General Meeting of Shareholders

July 25, 2012

 

Supplemental Information regarding

Advisory Vote to Approve Executive Compensation (Proposal 7)

 

By now you should have received the Rowan Companies plc Notice of 2012 General Meeting, Proxy Statement and 2011 Annual Report. You can also view the Proxy Statement and Annual Report on our website under “Investor Relations—Event Calendar—General Meeting of Shareholders 2012.”

 

Institutional Shareholder Services (“ISS”), a proxy advisory firm, recently issued a report recommending a vote against our say-on-pay proposal (Proposal 7). We respectfully disagree with ISS’ position and believe that ISS fails to consider the Company’s numerous strategic accomplishments in recent years. As noted in our Proxy Statement, we recently:

 

·Sold our manufacturing subsidiary, LeTourneau Technologies, Inc. (“LeTourneau”), for approximately $1.1 billion;
·Sold our land drilling division for approximately $530 million;
·Enhanced our mission to be a world class offshore driller with ultra-deepwater drilling capabilities, by attracting an industry-leading management team to run our deepwater division and entering into contracts to design and build three ultra-deepwater drillships with the first delivery in late 2013;
·Strengthened our safety and environmental culture through increased programs and compliance efforts;
·Completed a multi-year construction program for four high-specification jack-up rigs on schedule, within budget and with drilling commitments in advance of delivery;
·Added $1.5 billion in contract backlog and expanded our global reach with our re-entry into Trinidad and Southeast Asia;
·Reduced our effective income tax rate from 26% in 2010, to a credit of 4% in 2011, through effective tax planning, for a savings of more than $38 million in tax expense;
·Implemented and executed $125 million of a $150 million share buyback program; and
·Completed a restructuring that changed our jurisdiction of incorporation to the United Kingdom in order to enhance stockholder value by becoming more competitive in our industry for the long term, increasing our flexibility in terms of markets in which we operate and furthering our global business efforts.

> **RECORDS SHOWN**:
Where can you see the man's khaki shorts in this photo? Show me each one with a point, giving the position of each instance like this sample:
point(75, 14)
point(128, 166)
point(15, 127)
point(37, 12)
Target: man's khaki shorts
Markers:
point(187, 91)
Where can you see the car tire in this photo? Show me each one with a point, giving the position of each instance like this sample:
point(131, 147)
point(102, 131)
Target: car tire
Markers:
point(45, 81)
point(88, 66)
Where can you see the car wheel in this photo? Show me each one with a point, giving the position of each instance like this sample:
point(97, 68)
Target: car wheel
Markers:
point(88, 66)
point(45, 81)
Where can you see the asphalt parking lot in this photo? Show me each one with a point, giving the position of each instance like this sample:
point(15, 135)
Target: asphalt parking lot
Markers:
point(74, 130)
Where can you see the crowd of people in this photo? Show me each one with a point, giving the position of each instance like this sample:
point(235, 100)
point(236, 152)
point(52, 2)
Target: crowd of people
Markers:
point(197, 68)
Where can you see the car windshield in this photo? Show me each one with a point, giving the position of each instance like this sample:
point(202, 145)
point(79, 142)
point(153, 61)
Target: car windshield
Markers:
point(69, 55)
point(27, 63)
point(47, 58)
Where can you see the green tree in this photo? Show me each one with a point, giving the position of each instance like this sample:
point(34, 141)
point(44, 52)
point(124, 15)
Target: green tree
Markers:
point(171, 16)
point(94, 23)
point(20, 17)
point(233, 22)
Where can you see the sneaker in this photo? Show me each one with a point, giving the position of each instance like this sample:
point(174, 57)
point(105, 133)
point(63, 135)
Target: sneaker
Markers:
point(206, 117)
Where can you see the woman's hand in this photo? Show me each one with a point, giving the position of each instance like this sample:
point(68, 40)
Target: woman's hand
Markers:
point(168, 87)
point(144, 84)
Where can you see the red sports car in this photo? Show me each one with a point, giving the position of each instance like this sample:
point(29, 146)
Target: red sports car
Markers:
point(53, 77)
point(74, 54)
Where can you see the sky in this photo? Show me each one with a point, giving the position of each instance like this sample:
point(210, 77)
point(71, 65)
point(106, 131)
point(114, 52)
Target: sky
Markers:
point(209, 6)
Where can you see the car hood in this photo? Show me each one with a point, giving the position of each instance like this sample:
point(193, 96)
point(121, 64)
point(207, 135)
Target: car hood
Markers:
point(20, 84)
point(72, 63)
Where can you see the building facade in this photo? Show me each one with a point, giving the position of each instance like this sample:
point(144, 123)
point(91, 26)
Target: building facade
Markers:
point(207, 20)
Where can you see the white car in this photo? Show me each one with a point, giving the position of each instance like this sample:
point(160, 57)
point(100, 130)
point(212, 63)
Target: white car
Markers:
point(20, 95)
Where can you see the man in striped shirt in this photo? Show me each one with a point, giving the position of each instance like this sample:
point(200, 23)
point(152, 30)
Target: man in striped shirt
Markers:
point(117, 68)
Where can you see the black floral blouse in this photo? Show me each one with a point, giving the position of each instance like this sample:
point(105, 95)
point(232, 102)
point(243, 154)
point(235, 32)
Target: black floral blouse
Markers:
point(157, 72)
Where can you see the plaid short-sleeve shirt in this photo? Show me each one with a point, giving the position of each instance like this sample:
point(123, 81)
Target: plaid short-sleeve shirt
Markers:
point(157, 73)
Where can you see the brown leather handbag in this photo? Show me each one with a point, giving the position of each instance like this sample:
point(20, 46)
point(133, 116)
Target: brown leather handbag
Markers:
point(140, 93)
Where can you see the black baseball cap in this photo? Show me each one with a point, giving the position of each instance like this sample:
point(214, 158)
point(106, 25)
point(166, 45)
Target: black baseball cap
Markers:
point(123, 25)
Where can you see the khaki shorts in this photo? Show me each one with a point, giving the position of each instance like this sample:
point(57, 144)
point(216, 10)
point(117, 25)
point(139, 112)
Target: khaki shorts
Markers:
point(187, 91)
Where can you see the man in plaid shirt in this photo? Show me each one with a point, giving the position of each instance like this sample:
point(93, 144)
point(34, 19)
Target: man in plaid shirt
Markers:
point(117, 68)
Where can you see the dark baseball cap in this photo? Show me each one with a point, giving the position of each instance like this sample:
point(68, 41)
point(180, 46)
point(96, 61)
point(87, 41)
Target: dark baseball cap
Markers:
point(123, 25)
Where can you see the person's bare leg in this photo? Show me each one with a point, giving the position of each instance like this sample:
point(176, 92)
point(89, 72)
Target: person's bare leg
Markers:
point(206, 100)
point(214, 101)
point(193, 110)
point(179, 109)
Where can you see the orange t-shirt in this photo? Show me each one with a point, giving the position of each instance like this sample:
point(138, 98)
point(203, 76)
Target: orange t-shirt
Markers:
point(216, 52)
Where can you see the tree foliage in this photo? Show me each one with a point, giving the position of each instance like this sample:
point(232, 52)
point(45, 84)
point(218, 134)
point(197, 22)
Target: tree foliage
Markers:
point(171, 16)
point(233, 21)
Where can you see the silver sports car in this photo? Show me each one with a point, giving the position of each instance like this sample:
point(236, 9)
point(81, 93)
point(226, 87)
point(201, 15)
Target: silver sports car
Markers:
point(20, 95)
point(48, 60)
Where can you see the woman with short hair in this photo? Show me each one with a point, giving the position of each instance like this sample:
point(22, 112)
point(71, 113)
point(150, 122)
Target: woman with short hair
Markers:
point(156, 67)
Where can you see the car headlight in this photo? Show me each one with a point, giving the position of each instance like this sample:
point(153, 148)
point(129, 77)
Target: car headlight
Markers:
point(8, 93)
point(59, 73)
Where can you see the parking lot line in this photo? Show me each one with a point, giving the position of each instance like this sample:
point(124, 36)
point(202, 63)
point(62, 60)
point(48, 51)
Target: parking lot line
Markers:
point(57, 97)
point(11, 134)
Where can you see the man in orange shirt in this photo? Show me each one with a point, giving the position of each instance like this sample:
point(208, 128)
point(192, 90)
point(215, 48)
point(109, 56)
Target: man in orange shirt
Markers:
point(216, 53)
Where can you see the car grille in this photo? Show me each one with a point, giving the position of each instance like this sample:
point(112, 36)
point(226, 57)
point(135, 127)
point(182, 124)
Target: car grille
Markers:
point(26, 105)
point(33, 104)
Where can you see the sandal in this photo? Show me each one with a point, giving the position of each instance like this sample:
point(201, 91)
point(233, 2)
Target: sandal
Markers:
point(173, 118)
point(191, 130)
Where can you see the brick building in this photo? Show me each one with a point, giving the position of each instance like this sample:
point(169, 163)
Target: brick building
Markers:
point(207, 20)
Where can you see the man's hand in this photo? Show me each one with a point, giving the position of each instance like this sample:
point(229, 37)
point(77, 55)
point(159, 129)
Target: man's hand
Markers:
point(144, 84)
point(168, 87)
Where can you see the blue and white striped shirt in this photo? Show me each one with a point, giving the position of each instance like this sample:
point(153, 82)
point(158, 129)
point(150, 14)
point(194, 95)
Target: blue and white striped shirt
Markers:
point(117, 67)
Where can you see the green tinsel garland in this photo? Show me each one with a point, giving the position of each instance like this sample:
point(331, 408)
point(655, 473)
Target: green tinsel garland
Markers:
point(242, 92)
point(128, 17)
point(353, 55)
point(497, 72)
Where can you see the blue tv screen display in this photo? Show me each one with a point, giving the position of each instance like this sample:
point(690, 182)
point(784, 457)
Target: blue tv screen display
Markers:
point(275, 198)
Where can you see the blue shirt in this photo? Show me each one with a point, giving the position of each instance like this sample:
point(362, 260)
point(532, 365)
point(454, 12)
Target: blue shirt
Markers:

> **LIST OF TASKS**:
- 1) Answer these questions about the say-on-pay letter:
(a) For roughly how much was LeTourneau Technologies, Inc. sold?
(b) How many ultra-deepwater drillships did the company contract to design and build?
(c) What proxy advisory firm issued a report recommending a vote against Proposal 7?
- 2) Write the next part of the say-on-pay letter, picking up after its final bullet point.
The entries were taken from a separate source.

> **ANSWERS BELOW**:
- 1)
(a) Approximately $1.1 billion.
(b) Three.
(c) Institutional Shareholder Services (ISS).

- 2)
 

The $1.6 billion in proceeds from the sale of our manufacturing and land drilling divisions assisted in funding our expansion into the ultradeepwater sector. Although the sale of the divisions initially decreased our revenues, these transactions were necessary in order to meet our strategic objective of becoming a leading offshore driller with deepwater capabilities in order to benefit long-term shareholder value. Once our drillships are completed and under contract, we expect revenues to increase.

 

In its report, ISS recommended that shareholders vote against Proposal 7 and stated that there is a misalignment between our CEO’s pay and the Company’s performance when compared to the ISS peer group.

 

We strongly disagree with ISS’ analysis, which utilizes a “one-size-fits-all” approach and does not give enough weight to the important criteria of pay for performance. For the reasons set forth below, we believe ISS’ recommendation is based on an inappropriate and inaccurate analysis and we urge you to vote “FOR” Proposal 7, the advisory vote on executive compensation.

 

·ISS’ analysis wrongly interprets the impact of our strategic accomplishments. The sale of assets and temporary decrease in revenue led ISS to compare our compensation to companies with smaller revenues than it would have in years past, had the Company not strategically repositioned itself to unlock long-term shareholder value. Four companies: Atwood Oceanics, CARBO Ceramics Inc., Dril-Quip, Inc. and Pioneer Drilling Company would not have been included in the Company’s 2012 ISS peer group had our revenue not decreased as a result of our strategic accomplishments. All four of these companies’ CEO’s compensation was below the median total compensation of the ISS peer group and had they not been included, the median pay of peer group would have been higher, thus improving our position relative to this group.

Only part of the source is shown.